* **JOB A**
In the post about the term "sci-fi," who coined the original term "scientifiction"?
* **JOB B**
From the post about the term "sci-fi," reproduce the passage from "Date: 26 Oct" up to and including "it had none.".

Re: RARA-AVIS: Re: Sci-fi

From: Ivan Van Laningham ( ivanlan@pauahtun.org)
Date: 26 Oct 2007


Hi All--

DJ-Anonyme@webtv.net wrote:
> So it's not the term science fiction that's offensive, but its
> truncation to sci fi?
>

The original term, coined by Hugo Gernsback, was "scientifiction," but that was quickly abandoned due to sheer clunkiness. Science fiction
(and I have no idea who was responsible for the term), and its abbreviation, SF, rapidly became current with no competitors, and it stayed on top until the 60s. Ackerman had relentlessly promoted
"sci-fi" but he was the only real proponent until Susan Sontag happened to run across some SF books. She basically said, "Oh, how cute! How campy!" and picked up Ackerman's term. Because she was famous, the termed gained currency where before it had none.

Gary Kurtz, producer of the 1st Star Wars film, was booed at Suncon
(World SF convention in Miami) in '71 at the awards banquet because he told the audience how happy he was to be at a "sci-fi" convention.

* **RAW DATA**
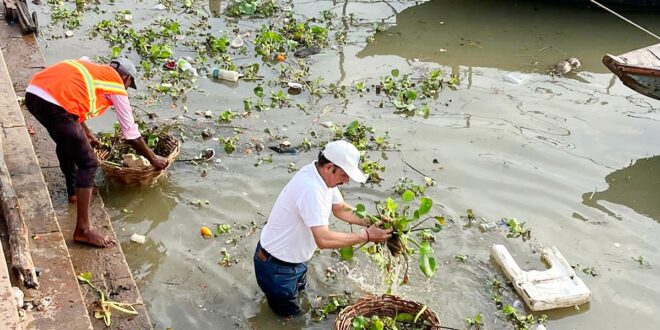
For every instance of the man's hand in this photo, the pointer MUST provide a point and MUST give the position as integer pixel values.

* **TASK RESPONSE A**
Hugo Gernsback

* **TASK RESPONSE B**
Date: 26 Oct 2007


Hi All--

DJ-Anonyme@webtv.net wrote:
> So it's not the term science fiction that's offensive, but its
> truncation to sci fi?
>

The original term, coined by Hugo Gernsback, was "scientifiction," but that was quickly abandoned due to sheer clunkiness. Science fiction
(and I have no idea who was responsible for the term), and its abbreviation, SF, rapidly became current with no competitors, and it stayed on top until the 60s. Ackerman had relentlessly promoted
"sci-fi" but he was the only real proponent until Susan Sontag happened to run across some SF books. She basically said, "Oh, how cute! How campy!" and picked up Ackerman's term. Because she was famous, the termed gained currency where before it had none.